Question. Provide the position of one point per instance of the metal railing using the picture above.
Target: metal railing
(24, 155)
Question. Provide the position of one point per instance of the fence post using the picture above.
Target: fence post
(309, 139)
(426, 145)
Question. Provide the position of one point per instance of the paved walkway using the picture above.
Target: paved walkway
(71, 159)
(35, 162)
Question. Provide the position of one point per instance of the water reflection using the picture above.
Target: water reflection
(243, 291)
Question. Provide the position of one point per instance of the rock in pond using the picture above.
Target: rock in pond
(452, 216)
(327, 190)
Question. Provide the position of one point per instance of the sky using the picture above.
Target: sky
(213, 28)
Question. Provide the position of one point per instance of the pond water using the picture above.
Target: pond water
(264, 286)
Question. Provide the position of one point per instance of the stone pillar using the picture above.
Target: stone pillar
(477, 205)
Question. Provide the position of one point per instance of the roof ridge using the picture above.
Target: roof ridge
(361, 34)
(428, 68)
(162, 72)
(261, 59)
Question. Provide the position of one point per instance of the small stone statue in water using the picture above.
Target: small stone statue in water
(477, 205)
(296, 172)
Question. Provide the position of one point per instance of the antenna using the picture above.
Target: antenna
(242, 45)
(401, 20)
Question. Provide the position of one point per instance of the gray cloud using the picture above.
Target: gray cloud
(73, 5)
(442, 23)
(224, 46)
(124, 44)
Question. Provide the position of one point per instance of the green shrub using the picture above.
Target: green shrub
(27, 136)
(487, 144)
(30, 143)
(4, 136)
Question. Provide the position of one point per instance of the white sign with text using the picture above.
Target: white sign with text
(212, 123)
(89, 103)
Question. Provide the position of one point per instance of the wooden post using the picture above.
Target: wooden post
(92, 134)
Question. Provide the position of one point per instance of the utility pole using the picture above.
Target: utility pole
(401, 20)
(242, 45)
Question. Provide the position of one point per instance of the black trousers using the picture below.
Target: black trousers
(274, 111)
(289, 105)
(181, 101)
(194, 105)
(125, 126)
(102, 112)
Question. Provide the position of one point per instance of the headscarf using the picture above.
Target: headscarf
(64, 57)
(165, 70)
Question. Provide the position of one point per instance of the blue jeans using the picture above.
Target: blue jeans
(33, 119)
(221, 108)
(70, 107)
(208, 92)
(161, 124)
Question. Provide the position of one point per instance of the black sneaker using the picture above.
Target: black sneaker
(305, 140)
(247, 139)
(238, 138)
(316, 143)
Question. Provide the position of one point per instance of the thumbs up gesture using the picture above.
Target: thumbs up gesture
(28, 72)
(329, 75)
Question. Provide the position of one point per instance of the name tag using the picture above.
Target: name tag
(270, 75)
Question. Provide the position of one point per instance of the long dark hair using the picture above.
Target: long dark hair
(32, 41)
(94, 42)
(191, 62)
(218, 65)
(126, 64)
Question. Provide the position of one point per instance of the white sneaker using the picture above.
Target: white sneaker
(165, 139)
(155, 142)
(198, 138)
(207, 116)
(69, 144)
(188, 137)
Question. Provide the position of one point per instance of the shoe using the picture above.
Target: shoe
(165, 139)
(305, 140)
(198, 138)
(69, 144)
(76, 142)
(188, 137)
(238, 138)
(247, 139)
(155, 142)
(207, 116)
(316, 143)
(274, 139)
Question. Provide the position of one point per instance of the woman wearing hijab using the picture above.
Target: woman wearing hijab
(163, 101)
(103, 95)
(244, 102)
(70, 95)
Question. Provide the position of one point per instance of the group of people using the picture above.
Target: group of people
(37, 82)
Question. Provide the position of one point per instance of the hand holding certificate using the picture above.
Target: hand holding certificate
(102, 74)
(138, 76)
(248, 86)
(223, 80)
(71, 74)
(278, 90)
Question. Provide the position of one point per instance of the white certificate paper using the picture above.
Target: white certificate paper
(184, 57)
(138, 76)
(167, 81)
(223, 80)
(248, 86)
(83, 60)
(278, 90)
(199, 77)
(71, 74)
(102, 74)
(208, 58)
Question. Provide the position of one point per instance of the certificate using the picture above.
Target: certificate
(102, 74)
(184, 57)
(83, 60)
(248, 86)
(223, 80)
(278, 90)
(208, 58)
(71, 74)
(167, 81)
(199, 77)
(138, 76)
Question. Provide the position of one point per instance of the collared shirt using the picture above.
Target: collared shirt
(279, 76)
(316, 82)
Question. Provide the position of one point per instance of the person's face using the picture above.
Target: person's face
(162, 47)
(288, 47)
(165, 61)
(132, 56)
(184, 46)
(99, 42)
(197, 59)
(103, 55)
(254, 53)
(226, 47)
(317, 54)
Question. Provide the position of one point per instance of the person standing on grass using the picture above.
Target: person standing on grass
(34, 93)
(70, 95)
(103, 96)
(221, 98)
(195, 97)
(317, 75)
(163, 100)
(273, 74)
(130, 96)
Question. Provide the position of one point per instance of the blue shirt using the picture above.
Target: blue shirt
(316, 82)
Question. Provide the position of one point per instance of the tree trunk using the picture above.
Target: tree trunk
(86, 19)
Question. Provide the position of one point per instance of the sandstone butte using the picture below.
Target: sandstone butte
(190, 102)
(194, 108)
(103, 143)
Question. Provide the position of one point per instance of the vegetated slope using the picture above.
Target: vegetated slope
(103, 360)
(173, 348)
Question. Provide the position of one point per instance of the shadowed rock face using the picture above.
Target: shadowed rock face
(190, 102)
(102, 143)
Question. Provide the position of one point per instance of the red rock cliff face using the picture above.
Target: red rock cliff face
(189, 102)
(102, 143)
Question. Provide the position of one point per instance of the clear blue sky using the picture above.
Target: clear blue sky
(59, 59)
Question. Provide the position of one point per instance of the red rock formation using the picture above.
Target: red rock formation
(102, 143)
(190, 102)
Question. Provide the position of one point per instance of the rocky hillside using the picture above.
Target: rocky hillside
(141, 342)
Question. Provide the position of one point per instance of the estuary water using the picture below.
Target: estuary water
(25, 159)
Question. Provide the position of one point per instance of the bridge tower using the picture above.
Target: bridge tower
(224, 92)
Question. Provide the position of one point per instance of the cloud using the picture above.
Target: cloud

The task:
If a line in the listing has "below" in it, report that line.

Answer to the problem:
Question. Provide the position of one point per instance of the black trousers using the picture below.
Question. Provide the position of one point per instance of the sandstone butte using the picture below.
Question. Provide the position of one point per instance of the estuary water using the picture below.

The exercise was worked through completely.